▶ Supplied passage
◇ ◇ ◇

Principles of Stochastic Discrimination and Ensemble Learning


Tin Kam Ho,
Mathematical and Algorithmic Sciences Research Center,
Bell Labs, Lucent Technologies.
600 Mountain Ave., 2C-279, Murray Hill, NJ 07974, USA.
phone: 1-(908) 582-5989 fax: 1-(908) 582-5857
tkh@research.bell-labs.com
http://www.cs.bell-labs.com/who/tkh

Overview

Learning in everyday life is often accomplished by making many random guesses and synthesizing the feedback. Kleinberg's analysis of this process resulted in a new method for classifier design -- stochastic discrimination (SD). The method constructs an accurate classifier by combining a large number of very weak discriminators that are generated essentially at random. An important advantage is that classifiers designed by this way are insensitive to overtraining.

SD is an ensemble learning method in an extreme form. Studies on other ensemble methods for classification have long suffered from the difficulty of modeling the complementary strengths of the components. The SD theory addresses this rigorously via mathematical notions of enrichment, uniformity, and projectability.

◇ ◇ ◇

▶ Extracted records
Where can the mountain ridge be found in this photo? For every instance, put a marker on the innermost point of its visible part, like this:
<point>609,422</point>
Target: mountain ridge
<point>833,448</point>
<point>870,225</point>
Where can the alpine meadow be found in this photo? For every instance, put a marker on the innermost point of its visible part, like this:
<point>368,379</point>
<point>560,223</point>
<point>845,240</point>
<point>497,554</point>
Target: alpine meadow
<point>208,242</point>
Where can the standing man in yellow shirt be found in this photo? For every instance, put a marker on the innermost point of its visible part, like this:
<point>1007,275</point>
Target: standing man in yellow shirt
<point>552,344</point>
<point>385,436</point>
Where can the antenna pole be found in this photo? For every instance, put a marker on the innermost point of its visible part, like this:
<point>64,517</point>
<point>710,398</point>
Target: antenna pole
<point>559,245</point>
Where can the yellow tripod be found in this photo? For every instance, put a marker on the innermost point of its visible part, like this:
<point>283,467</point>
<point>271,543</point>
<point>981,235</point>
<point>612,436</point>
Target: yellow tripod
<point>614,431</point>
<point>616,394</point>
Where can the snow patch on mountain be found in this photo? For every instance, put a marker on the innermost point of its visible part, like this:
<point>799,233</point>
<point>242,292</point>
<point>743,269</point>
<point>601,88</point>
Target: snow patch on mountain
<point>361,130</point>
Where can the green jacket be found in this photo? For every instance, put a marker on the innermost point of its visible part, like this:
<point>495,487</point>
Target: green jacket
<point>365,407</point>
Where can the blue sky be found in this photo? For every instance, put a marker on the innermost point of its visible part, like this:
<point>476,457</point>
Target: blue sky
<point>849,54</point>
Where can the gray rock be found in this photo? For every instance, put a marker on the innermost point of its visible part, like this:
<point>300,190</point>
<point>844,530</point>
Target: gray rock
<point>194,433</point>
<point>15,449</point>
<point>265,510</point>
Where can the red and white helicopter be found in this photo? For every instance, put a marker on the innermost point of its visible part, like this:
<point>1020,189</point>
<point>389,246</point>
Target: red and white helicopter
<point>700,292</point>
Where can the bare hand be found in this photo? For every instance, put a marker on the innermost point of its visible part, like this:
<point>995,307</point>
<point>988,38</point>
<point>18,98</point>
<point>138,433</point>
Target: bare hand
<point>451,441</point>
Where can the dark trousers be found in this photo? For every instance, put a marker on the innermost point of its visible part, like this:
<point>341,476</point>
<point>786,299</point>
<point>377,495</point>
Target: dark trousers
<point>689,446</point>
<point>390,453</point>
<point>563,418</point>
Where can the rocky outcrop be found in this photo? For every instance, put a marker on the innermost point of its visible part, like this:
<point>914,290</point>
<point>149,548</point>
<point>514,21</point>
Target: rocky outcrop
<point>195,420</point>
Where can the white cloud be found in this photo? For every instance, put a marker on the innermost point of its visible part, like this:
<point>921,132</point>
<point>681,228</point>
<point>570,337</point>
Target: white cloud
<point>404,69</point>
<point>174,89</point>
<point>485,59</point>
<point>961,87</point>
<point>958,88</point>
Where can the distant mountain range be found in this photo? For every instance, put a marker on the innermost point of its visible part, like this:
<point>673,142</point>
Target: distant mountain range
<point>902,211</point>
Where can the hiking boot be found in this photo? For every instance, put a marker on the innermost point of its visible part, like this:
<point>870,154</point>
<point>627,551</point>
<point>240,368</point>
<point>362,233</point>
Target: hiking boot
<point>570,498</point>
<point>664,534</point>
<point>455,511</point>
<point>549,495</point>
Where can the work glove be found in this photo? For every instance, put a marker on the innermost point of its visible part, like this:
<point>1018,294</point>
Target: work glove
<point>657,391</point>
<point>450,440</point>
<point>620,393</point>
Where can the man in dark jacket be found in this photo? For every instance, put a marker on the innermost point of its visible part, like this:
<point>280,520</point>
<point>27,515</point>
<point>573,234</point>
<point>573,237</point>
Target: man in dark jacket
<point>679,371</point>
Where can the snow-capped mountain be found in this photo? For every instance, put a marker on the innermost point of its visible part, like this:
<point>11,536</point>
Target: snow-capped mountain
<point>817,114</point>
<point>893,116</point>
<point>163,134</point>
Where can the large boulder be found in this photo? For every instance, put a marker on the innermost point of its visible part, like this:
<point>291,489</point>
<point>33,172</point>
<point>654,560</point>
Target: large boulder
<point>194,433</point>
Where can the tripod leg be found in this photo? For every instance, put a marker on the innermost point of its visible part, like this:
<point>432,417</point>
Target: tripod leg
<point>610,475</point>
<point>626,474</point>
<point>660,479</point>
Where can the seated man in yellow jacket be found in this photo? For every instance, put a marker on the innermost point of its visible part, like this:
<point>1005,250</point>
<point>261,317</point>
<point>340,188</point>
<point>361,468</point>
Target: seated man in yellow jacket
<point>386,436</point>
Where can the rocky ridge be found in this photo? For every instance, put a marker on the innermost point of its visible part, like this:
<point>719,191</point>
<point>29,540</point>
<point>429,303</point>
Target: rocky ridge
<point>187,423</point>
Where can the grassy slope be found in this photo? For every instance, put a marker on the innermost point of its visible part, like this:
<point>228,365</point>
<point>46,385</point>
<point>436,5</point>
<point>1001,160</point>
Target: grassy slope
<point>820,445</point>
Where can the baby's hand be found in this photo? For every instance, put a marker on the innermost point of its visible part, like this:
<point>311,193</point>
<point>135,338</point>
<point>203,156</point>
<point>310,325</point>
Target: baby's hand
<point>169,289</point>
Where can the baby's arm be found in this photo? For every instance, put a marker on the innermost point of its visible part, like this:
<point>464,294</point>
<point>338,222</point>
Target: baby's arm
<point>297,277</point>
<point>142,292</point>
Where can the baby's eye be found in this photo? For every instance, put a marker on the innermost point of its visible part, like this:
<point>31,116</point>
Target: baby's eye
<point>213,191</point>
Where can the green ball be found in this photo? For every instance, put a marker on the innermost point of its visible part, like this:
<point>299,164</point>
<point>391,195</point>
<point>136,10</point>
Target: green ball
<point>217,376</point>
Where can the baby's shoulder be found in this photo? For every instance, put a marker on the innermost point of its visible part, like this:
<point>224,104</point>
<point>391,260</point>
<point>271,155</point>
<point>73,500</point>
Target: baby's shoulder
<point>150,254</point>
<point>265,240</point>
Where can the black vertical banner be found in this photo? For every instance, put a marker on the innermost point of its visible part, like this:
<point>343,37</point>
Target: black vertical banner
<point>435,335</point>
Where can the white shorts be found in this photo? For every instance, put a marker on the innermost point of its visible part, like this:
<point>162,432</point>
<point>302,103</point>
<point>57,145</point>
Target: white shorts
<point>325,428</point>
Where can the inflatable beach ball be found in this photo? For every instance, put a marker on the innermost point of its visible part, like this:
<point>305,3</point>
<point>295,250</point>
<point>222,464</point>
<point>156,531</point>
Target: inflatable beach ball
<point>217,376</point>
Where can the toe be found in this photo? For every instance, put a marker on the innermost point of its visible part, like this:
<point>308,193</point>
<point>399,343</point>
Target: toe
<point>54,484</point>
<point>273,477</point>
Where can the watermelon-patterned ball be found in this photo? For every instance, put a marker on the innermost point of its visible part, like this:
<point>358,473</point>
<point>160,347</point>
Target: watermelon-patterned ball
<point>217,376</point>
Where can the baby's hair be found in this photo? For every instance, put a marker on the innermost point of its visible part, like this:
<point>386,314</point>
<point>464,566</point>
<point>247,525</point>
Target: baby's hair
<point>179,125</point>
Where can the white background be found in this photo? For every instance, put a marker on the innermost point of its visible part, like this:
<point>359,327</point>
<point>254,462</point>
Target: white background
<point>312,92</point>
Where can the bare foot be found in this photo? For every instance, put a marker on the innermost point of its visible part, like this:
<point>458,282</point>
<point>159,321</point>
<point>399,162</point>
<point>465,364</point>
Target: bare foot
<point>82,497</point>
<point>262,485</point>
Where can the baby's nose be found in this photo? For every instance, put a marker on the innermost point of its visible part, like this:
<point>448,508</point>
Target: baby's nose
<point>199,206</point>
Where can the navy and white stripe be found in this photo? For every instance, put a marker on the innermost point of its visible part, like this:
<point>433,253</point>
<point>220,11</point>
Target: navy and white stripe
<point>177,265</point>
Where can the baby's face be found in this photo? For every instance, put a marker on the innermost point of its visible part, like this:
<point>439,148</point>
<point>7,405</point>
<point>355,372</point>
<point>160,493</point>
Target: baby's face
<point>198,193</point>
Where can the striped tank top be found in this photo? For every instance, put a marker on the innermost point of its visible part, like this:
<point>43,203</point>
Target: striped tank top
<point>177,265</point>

◇ ◇ ◇

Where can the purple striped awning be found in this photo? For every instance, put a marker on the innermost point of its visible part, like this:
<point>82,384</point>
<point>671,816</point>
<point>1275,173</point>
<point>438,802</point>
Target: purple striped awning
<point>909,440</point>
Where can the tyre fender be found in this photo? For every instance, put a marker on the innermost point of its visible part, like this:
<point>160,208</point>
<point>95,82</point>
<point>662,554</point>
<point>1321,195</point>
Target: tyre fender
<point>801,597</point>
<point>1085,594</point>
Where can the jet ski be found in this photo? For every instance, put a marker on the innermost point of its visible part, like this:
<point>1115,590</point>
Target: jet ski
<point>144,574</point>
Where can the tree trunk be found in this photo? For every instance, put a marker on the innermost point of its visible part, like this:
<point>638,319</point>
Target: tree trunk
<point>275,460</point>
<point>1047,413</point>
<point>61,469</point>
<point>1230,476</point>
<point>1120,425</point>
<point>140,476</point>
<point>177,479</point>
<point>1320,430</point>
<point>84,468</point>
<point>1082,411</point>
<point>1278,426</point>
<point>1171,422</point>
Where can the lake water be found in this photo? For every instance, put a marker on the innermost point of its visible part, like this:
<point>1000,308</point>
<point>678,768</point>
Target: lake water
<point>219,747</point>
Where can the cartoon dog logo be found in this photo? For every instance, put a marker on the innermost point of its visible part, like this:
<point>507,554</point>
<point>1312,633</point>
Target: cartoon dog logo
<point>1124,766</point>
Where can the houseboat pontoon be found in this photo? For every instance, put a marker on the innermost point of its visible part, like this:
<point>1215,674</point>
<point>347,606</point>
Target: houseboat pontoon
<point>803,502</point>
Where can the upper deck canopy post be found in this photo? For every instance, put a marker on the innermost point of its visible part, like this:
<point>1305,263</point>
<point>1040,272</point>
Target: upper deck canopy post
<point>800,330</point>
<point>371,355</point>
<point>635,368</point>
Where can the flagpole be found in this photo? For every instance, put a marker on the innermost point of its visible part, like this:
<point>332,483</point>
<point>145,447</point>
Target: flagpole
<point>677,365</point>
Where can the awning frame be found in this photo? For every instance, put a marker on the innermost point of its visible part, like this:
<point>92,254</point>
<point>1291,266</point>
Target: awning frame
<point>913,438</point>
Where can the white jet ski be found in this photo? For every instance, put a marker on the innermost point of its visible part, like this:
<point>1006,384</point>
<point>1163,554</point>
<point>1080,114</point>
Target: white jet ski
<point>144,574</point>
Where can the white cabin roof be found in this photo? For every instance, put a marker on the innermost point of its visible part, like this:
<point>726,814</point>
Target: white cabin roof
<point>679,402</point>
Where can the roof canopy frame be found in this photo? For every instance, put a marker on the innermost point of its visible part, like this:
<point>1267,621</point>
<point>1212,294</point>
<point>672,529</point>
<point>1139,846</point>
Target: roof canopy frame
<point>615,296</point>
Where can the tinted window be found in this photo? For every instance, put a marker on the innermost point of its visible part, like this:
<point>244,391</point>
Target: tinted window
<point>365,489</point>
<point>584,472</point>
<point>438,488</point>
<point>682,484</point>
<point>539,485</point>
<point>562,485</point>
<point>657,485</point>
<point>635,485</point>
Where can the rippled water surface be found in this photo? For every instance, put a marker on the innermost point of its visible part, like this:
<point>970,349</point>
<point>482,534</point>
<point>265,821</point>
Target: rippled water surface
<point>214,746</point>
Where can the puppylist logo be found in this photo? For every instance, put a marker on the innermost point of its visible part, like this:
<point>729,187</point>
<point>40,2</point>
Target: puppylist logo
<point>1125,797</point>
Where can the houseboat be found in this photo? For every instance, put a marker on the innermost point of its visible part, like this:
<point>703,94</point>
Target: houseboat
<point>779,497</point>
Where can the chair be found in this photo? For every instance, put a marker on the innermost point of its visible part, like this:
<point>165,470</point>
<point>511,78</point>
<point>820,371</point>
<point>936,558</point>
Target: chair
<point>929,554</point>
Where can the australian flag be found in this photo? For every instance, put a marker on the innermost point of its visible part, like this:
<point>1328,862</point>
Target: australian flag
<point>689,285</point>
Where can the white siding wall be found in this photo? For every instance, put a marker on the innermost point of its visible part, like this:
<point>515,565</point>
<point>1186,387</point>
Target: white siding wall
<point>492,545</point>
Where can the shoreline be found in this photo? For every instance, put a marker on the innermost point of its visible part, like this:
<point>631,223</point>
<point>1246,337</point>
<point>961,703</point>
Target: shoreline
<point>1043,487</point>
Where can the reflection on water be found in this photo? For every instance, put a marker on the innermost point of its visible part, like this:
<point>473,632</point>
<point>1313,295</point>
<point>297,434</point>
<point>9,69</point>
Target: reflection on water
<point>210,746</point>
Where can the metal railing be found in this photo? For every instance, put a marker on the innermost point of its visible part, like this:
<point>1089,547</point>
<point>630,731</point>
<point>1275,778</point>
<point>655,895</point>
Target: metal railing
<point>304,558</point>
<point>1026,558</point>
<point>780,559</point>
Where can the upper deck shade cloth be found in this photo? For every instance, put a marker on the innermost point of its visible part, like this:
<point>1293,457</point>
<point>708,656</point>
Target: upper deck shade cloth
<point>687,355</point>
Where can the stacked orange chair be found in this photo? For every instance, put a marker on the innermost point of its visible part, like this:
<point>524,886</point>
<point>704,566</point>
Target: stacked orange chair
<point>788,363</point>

◇ ◇ ◇

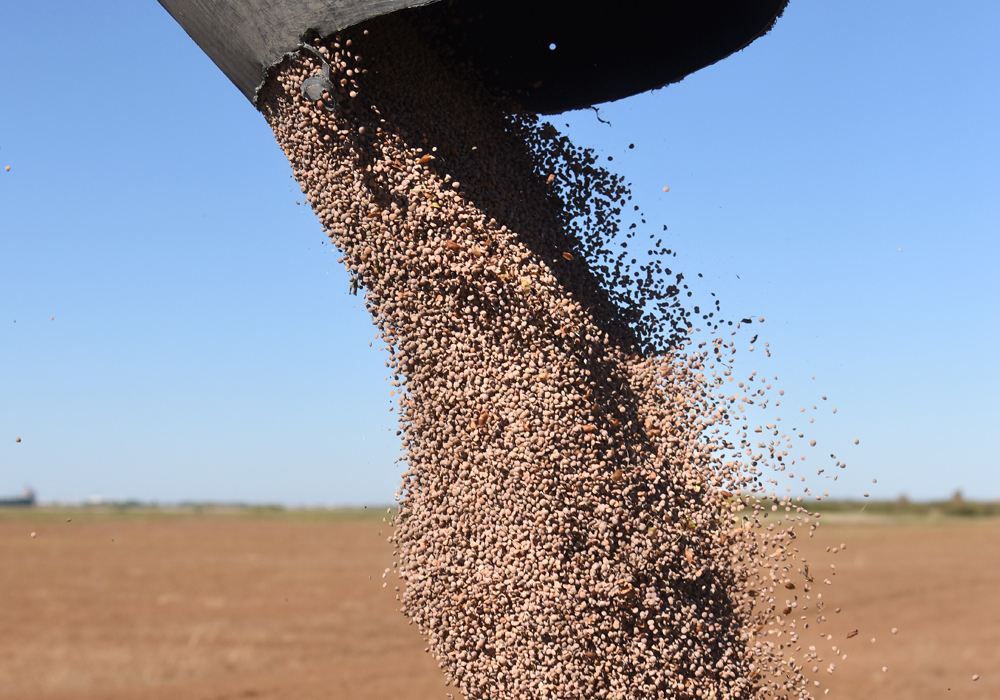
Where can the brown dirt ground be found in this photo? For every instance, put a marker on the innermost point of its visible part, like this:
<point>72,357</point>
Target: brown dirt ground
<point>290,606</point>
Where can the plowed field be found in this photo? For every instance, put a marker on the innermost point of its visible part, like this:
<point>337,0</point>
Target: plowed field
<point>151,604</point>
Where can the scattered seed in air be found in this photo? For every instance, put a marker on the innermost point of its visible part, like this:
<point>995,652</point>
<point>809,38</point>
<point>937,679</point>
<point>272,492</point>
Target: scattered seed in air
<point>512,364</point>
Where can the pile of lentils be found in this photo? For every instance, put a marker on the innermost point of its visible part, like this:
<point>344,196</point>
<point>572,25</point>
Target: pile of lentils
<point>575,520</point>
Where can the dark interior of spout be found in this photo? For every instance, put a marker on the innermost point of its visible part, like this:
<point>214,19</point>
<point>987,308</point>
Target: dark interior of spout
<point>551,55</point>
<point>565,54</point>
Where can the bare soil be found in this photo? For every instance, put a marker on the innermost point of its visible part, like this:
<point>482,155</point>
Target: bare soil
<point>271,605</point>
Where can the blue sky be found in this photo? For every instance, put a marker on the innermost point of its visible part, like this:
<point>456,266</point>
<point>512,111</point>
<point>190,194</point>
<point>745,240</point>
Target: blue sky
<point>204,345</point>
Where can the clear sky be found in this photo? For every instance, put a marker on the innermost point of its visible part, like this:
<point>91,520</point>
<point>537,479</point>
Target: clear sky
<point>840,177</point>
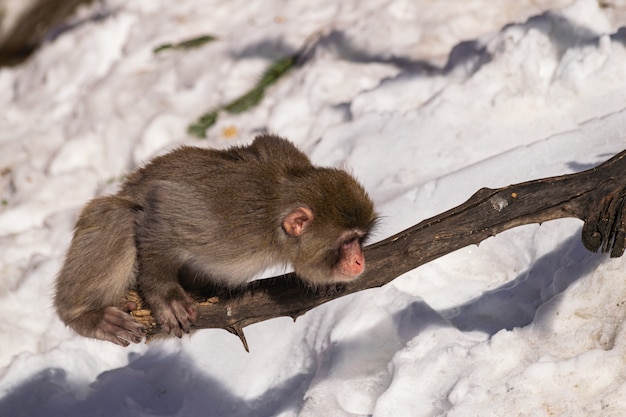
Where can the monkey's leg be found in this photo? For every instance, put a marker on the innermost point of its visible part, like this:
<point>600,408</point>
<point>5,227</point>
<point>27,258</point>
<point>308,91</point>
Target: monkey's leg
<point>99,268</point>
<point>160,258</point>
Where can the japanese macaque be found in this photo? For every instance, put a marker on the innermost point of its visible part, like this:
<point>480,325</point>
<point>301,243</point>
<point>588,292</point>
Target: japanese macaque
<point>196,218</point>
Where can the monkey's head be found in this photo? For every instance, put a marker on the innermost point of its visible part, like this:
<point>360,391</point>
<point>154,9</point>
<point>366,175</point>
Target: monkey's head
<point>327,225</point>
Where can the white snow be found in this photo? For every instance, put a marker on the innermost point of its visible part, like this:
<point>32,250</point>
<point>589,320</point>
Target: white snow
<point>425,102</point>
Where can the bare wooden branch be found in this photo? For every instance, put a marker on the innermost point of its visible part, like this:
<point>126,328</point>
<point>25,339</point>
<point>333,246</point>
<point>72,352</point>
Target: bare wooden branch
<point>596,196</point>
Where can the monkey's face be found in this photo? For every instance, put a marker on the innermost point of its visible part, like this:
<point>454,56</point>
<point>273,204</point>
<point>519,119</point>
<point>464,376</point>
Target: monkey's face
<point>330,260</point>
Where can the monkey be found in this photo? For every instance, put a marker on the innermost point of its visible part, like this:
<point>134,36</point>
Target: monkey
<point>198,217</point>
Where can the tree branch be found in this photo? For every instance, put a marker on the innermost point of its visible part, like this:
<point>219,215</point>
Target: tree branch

◇ ◇ ◇

▶ Work instruction
From the stochastic discrimination overview, quote the stretch that opens with the words containing "Principles of Stochastic" and closes with "insensitive to overtraining.".

▶ Answer to this problem
Principles of Stochastic Discrimination and Ensemble Learning


Tin Kam Ho,
Mathematical and Algorithmic Sciences Research Center,
Bell Labs, Lucent Technologies.
600 Mountain Ave., 2C-279, Murray Hill, NJ 07974, USA.
phone: 1-(908) 582-5989 fax: 1-(908) 582-5857
tkh@research.bell-labs.com
http://www.cs.bell-labs.com/who/tkh

Overview

Learning in everyday life is often accomplished by making many random guesses and synthesizing the feedback. Kleinberg's analysis of this process resulted in a new method for classifier design -- stochastic discrimination (SD). The method constructs an accurate classifier by combining a large number of very weak discriminators that are generated essentially at random. An important advantage is that classifiers designed by this way are insensitive to overtraining.